**Your instructions**
From the listing below, output as a numbered list the lines starting with the line containing "task | put a marker on each instance of the broad" and going on through the line containing "x=392, y=169", both included, skipping any blank lines.

(Excerpts from location labeling data)
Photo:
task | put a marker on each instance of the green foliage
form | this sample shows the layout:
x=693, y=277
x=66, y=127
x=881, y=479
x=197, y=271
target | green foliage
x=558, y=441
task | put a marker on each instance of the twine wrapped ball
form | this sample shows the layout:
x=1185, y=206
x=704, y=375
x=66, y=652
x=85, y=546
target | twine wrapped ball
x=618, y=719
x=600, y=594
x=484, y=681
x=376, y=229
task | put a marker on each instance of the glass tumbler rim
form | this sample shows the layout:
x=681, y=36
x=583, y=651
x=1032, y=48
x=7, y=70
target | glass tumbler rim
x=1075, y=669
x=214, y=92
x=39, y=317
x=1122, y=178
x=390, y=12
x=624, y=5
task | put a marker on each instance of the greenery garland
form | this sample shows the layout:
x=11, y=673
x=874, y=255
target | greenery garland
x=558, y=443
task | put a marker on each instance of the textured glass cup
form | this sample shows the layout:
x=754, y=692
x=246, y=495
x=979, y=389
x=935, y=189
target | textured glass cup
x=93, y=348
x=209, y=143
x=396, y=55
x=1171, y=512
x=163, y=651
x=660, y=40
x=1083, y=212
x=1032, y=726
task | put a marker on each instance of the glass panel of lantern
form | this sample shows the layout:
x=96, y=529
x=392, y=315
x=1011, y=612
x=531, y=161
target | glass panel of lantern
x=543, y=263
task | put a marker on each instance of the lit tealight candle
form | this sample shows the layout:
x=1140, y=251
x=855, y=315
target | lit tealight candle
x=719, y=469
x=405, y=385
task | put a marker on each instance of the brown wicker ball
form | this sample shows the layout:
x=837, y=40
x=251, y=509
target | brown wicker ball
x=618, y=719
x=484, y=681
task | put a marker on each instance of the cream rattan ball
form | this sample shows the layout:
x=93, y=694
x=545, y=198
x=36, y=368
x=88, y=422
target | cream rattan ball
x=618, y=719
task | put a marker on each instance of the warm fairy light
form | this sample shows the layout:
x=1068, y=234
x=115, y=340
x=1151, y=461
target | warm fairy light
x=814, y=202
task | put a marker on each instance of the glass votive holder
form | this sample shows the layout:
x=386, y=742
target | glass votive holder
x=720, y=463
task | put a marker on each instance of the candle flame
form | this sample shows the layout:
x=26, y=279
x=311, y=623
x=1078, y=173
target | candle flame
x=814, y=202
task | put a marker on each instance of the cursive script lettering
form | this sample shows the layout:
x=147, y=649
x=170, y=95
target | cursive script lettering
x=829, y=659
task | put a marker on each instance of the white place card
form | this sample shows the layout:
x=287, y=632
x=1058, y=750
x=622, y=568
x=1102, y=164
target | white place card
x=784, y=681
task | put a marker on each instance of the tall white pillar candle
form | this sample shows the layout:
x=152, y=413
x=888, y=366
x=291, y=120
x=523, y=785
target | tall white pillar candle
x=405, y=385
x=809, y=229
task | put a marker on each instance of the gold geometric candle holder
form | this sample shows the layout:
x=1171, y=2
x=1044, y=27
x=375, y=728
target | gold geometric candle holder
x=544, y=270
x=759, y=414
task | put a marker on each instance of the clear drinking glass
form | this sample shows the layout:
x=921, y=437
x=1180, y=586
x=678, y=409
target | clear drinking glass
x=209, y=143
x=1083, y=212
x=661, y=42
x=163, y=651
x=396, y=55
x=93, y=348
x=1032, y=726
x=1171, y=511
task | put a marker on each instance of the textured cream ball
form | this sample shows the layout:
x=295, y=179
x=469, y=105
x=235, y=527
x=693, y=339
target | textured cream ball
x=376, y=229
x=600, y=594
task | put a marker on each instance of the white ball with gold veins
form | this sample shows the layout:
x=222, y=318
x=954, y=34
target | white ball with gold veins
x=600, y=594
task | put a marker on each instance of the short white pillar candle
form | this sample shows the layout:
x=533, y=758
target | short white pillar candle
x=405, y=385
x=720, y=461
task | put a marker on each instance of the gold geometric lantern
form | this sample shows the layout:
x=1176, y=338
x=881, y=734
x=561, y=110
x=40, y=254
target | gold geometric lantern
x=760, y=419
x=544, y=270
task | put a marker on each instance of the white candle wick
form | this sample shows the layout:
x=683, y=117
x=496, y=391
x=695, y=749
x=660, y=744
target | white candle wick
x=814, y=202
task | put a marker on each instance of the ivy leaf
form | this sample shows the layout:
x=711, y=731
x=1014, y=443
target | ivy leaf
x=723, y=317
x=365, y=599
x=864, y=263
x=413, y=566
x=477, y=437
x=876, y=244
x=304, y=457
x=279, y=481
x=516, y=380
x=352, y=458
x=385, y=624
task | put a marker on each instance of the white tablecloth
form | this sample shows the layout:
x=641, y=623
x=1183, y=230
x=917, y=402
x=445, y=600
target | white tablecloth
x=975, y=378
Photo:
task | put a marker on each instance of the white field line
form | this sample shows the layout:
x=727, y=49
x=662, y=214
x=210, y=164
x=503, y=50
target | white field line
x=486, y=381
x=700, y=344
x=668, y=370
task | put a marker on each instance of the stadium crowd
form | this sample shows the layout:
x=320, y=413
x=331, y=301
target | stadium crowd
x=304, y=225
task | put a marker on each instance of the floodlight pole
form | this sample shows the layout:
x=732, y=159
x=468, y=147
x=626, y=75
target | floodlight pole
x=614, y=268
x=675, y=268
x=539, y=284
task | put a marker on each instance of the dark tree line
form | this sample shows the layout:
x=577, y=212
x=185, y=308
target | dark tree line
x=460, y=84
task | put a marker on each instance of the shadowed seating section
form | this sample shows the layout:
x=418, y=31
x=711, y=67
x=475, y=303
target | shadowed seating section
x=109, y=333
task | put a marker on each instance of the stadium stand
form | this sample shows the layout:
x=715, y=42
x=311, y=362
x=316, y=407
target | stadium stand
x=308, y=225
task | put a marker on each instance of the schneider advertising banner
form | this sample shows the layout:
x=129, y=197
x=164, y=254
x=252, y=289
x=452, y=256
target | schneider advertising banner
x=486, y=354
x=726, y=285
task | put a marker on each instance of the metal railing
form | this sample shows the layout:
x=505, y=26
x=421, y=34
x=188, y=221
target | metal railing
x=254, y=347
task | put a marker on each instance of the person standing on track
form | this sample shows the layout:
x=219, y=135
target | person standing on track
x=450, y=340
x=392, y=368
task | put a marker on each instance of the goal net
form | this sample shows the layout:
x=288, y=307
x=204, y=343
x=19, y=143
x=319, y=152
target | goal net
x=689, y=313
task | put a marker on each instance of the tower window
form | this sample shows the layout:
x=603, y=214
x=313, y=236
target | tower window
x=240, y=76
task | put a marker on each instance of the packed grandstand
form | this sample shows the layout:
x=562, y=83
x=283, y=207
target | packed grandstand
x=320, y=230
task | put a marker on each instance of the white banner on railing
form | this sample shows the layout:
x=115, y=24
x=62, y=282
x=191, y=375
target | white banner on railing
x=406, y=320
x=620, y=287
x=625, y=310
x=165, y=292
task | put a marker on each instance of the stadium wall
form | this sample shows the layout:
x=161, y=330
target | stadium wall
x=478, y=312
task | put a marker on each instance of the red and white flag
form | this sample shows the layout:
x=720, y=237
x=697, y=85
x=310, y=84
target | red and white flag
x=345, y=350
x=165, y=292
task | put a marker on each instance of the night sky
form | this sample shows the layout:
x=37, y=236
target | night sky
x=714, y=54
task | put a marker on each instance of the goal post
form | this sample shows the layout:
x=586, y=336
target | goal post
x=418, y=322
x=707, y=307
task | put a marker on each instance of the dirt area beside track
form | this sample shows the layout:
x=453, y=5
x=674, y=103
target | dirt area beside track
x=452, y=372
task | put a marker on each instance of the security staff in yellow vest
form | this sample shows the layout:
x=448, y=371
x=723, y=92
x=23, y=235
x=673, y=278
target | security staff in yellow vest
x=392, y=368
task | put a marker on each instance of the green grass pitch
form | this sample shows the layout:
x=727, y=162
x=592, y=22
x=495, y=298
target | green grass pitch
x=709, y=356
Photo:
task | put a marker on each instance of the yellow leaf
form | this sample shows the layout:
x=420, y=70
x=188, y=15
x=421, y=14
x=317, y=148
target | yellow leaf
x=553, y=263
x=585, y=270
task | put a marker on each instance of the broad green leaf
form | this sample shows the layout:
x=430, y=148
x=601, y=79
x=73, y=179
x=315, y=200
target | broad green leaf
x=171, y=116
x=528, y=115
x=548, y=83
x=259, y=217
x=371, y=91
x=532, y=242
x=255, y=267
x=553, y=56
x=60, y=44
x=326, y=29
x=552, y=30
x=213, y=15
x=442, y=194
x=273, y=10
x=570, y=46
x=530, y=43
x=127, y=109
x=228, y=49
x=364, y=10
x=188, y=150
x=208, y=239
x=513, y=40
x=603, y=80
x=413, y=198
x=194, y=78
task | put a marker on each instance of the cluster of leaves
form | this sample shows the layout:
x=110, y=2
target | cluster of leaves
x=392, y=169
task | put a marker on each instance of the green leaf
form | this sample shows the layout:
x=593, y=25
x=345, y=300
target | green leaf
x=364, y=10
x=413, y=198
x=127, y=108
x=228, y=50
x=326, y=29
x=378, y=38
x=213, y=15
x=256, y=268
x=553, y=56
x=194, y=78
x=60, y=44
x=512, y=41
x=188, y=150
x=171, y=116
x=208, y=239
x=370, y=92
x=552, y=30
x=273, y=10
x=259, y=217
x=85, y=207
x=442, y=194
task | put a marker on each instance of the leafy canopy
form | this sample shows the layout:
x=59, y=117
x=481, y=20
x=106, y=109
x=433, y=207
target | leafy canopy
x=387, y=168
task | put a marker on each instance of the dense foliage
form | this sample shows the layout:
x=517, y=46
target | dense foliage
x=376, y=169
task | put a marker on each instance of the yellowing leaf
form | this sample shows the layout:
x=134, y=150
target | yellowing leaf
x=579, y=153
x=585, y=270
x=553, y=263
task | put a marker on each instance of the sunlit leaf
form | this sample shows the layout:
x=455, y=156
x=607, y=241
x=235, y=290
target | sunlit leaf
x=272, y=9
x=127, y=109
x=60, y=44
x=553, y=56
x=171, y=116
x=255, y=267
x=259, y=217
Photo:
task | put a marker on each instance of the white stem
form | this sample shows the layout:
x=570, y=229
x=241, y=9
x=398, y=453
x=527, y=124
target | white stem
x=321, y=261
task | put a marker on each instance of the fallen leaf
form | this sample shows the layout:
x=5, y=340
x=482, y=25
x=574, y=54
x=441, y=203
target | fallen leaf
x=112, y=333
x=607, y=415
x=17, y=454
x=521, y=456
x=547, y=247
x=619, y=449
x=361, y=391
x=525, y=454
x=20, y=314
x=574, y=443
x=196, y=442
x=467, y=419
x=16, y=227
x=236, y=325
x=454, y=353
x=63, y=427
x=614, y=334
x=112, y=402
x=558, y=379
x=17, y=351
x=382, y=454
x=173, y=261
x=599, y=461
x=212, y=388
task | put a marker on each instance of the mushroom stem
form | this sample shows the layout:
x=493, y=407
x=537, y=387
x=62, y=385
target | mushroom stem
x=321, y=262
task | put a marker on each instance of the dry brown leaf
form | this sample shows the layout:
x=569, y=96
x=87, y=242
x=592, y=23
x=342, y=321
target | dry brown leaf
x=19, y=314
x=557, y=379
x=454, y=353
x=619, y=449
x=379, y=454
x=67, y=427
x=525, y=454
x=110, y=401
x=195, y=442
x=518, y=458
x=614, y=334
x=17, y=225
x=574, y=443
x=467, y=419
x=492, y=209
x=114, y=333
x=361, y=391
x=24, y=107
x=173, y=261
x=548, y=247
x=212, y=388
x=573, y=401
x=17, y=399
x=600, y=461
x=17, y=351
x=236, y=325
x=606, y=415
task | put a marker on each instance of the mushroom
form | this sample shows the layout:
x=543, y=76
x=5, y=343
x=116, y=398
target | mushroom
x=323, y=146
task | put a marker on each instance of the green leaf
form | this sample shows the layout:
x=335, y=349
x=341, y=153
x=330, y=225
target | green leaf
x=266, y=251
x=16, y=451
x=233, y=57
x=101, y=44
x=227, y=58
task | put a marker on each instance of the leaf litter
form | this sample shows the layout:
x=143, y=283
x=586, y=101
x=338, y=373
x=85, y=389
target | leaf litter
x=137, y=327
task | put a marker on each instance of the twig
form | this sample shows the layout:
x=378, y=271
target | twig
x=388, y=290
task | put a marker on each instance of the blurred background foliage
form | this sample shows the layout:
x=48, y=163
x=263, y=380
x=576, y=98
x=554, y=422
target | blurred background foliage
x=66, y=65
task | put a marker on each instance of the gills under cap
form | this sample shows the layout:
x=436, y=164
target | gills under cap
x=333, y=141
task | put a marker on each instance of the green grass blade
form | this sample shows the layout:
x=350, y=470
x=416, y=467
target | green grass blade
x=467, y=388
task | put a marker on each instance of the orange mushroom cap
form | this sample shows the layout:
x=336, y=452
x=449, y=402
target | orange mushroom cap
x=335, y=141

**Response for this exercise**
1. task | put a marker on each instance of the broad green leaf
2. form | this sample shows the layout:
3. x=430, y=148
4. x=601, y=79
5. x=73, y=179
6. x=315, y=200
7. target | broad green leaf
8. x=171, y=116
9. x=528, y=115
10. x=548, y=83
11. x=259, y=217
12. x=371, y=91
13. x=532, y=242
14. x=255, y=267
15. x=553, y=56
16. x=60, y=44
17. x=326, y=29
18. x=552, y=30
19. x=213, y=15
20. x=442, y=194
21. x=273, y=10
22. x=570, y=46
23. x=530, y=43
24. x=127, y=109
25. x=228, y=49
26. x=364, y=10
27. x=188, y=150
28. x=208, y=239
29. x=513, y=40
30. x=603, y=80
31. x=413, y=198
32. x=194, y=78
33. task | put a marker on each instance of the cluster of leaves
34. form | this sample shows the layout:
35. x=110, y=2
36. target | cluster of leaves
37. x=392, y=169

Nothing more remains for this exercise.